* **CONSIGNE A**
Répondez à ces questions sur l'article consacré au perfectionnisme :
(i) En quelle année Herbert A. Simon a-t-il publié Administrative Behavior ?
(ii) À partir de quels deux mots anglais Simon a-t-il forgé son terme nouveau ?
(iii) En quelle année a-t-il reçu le prix Nobel d'économie ?

Le perfectionnisme est – souvent – mauvais pour la santé

Feb 11, 2023
Le perfectionnisme est – souvent – mauvais pour la santé - Aurélien Daudet

C’est un des sujets sur lesquels je reviens le plus souvent pendant mes sessions collectives ou individuelles. « Connais-tu la différence entre ‘impeccable’ et ‘bien’ ? Entre ‘parfait’ et ‘juste’ ? » En face, des personnes épuisées, tendues, stressées, mais qui n’arrivent pas à sortir d’une croyance fausse selon laquelle « il faut toujours faire mieux ». Je suis tombé cette semaine sur une étude scientifique qui montre à quel point cela peut être mauvais pour la santé…

En 1947, l’économiste et sociologue Herbert A. Simon publiait son livre fondamental, Administrative Behavior, dans lequel il rejette la théorie largement acceptée à l’époque de « l’homo oeconomicus ». Selon cette théorie, les acteurs du marché sont toujours capables de réfléchir à toutes les issues possibles et de choisir le plan d’action qui aboutira au meilleur résultat possible. Leur but constant est de maximiser l’utilité en tant que consommateur et le profit en tant que producteur.

Pour Simon, cette théorie ne fonctionne que dans des univers simplifiés ». Dans l’immense majorité des cas, nous fonctionnons avec une rationalité « limitée » (« bounded rationality »), dans un but non de « maximize » mais de « statifice » – mot qu’il crée à partir de « satisfy » et « suffice », satisfaire et suffire. Dans cette optique, plutôt que d’attendre d’avoir trouvé la solution « optimale », nous choisirons la première option qui réponde à un besoin donné.

En 1978 Herbert Simon reçoit le prix Nobel d’économie pour ses recherches sur notre rationalité, qui ont totalement révolutionné les théories dans le domaine de la prise de décision[1] : au lieu de vouloir « maximiser » notre bénéfice, la plupart du temps nous nous « satisferions » d’une solution qui soit « suffisamment » ok. Plutôt que d’exiger l’optimum, nous nous contenterions du « juste bien ».

 

Le piège des regrets

 

Plusieurs questions restaient ouvertes : les gens sont-ils naturellement des « maximiseurs » ou des « satisfeurs » ? Et si c’est le cas, quelles sont les conséquences émotionnelles de ces deux grandes stratégies ?

* **CONSIGNE B**
Pourriez-vous mettre sous forme de liste numérotée les lignes du listing, en partant de celle qui contient « Where can the dry » et en finissant par celle qui contient « pixel 207 138 », ces deux lignes comprises, sans les lignes vides ?

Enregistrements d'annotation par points
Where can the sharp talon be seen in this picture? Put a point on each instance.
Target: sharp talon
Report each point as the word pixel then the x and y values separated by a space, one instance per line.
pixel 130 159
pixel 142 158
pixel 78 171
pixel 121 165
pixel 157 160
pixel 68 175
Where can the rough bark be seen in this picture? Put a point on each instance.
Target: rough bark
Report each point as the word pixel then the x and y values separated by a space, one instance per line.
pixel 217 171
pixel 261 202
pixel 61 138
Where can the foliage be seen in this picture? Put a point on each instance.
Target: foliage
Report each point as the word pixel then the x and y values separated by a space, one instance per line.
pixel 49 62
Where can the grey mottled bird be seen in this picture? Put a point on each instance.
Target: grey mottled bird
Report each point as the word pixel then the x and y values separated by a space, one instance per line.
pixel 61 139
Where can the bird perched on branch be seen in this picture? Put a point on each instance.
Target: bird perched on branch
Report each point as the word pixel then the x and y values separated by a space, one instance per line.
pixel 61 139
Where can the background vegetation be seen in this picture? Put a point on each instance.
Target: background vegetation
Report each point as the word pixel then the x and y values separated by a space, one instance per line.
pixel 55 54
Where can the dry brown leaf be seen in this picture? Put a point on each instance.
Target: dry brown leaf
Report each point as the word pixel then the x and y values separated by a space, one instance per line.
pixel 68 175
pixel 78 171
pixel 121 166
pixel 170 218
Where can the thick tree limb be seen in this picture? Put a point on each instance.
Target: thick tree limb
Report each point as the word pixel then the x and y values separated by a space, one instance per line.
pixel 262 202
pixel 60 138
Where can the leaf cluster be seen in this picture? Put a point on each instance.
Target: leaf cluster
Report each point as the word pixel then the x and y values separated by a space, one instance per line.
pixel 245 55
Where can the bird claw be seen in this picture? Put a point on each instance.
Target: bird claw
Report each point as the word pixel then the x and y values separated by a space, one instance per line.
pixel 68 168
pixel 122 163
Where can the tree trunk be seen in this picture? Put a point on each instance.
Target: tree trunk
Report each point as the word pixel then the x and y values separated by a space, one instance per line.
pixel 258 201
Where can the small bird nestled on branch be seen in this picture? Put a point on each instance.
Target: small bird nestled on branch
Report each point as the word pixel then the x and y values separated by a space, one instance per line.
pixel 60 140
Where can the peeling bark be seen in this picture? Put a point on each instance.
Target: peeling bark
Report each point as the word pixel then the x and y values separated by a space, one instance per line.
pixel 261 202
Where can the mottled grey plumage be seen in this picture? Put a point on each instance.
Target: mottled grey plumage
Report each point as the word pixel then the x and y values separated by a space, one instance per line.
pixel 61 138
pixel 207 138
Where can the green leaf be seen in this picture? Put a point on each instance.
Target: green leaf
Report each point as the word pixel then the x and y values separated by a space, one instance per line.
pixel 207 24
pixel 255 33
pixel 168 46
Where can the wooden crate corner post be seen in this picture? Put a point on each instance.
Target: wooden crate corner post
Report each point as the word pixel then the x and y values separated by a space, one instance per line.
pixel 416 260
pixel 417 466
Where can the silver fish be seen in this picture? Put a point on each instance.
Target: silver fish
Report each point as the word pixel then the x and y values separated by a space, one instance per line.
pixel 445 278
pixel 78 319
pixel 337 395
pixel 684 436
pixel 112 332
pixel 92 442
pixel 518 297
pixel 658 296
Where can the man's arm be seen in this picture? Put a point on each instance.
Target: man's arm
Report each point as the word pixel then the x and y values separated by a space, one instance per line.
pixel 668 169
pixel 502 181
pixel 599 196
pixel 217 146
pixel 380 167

* **RÉPONSE COMPLÈTE A**
(i) En 1947.
(ii) « satisfy » et « suffice ».
(iii) En 1978.

* **RÉPONSE COMPLÈTE B**
1. Where can the dry brown leaf be seen in this picture? Put a point on each instance.
2. Target: dry brown leaf
3. Report each point as the word pixel then the x and y values separated by a space, one instance per line.
4. pixel 68 175
5. pixel 78 171
6. pixel 121 166
7. pixel 170 218
8. Where can the thick tree limb be seen in this picture? Put a point on each instance.
9. Target: thick tree limb
10. Report each point as the word pixel then the x and y values separated by a space, one instance per line.
11. pixel 262 202
12. pixel 60 138
13. Where can the leaf cluster be seen in this picture? Put a point on each instance.
14. Target: leaf cluster
15. Report each point as the word pixel then the x and y values separated by a space, one instance per line.
16. pixel 245 55
17. Where can the bird claw be seen in this picture? Put a point on each instance.
18. Target: bird claw
19. Report each point as the word pixel then the x and y values separated by a space, one instance per line.
20. pixel 68 168
21. pixel 122 163
22. Where can the tree trunk be seen in this picture? Put a point on each instance.
23. Target: tree trunk
24. Report each point as the word pixel then the x and y values separated by a space, one instance per line.
25. pixel 258 201
26. Where can the small bird nestled on branch be seen in this picture? Put a point on each instance.
27. Target: small bird nestled on branch
28. Report each point as the word pixel then the x and y values separated by a space, one instance per line.
29. pixel 60 140
30. Where can the peeling bark be seen in this picture? Put a point on each instance.
31. Target: peeling bark
32. Report each point as the word pixel then the x and y values separated by a space, one instance per line.
33. pixel 261 202
34. Where can the mottled grey plumage be seen in this picture? Put a point on each instance.
35. Target: mottled grey plumage
36. Report each point as the word pixel then the x and y values separated by a space, one instance per line.
37. pixel 61 138
38. pixel 207 138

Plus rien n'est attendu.